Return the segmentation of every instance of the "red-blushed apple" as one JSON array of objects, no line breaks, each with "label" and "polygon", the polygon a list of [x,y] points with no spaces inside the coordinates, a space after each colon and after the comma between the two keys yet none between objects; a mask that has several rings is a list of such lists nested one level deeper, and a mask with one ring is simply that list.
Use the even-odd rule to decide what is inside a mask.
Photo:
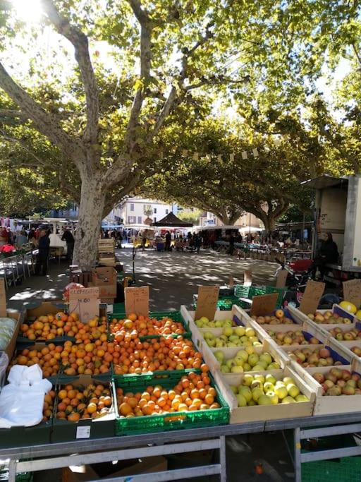
[{"label": "red-blushed apple", "polygon": [[351,378],[351,372],[348,371],[348,370],[342,370],[342,379],[343,380],[350,380]]},{"label": "red-blushed apple", "polygon": [[[322,384],[324,382],[324,376],[323,373],[314,373],[313,378],[314,378],[314,380],[316,381],[317,381],[320,384]],[[334,385],[334,384],[332,384],[332,385]]]}]

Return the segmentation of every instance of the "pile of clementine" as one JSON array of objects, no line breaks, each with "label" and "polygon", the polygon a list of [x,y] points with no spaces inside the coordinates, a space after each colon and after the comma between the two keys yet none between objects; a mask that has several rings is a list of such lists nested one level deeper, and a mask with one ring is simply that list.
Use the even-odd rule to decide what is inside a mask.
[{"label": "pile of clementine", "polygon": [[66,375],[98,375],[110,370],[112,361],[116,363],[121,349],[114,343],[97,339],[87,343],[73,344],[67,341],[61,354]]},{"label": "pile of clementine", "polygon": [[78,422],[80,418],[98,418],[109,412],[111,390],[104,385],[89,385],[78,389],[66,385],[58,392],[56,418]]},{"label": "pile of clementine", "polygon": [[61,366],[63,347],[56,347],[49,343],[39,350],[25,349],[11,362],[11,365],[26,365],[31,366],[37,363],[44,378],[56,375]]},{"label": "pile of clementine", "polygon": [[50,390],[44,397],[44,406],[42,408],[42,421],[46,422],[53,416],[54,403],[55,402],[55,392]]},{"label": "pile of clementine", "polygon": [[93,339],[106,341],[106,318],[95,317],[87,323],[79,320],[76,313],[66,315],[60,311],[56,315],[39,316],[30,325],[20,327],[23,337],[31,340],[54,339],[56,337],[73,337],[78,342]]},{"label": "pile of clementine", "polygon": [[208,366],[203,364],[202,370],[200,375],[190,372],[183,376],[172,390],[164,389],[161,385],[147,387],[142,393],[124,392],[122,388],[117,388],[121,418],[219,409]]},{"label": "pile of clementine", "polygon": [[201,354],[190,340],[180,335],[177,338],[152,338],[145,342],[140,342],[138,338],[124,341],[119,347],[120,356],[114,363],[116,375],[200,368],[202,364]]},{"label": "pile of clementine", "polygon": [[168,317],[157,320],[135,313],[130,313],[125,320],[114,318],[110,325],[110,332],[118,342],[153,335],[182,335],[184,331],[182,323]]}]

### EXERCISE INSTRUCTIONS
Show every line of the rows above that contains the word "each", treating uppercase and lowercase letters as different.

### ANSWER TO THE PROBLEM
Return the segmentation of every instance of the "red-blushed apple" as one JSON array of objects, no line breaks, each with "label" and "polygon", the polygon a list of [x,y] points with no spaces inside the coordinates, a space after each colon and after the comma between the two keys yet none between objects; a mask that has several rings is a list of such lists nested one level deeper, and a mask with one ring is simply that list.
Return the segmentation of every instance of the "pile of clementine" as one JSON array of objects, no line breaks, each with "label" and "polygon", the polygon a list of [x,y] points with no spaces inside the coordinates, a space after each colon and after the comma between the two keys yet none between objects; a mask that has several rings is a list of such lists nested one level deeper, and a mask with one ring is simply that list.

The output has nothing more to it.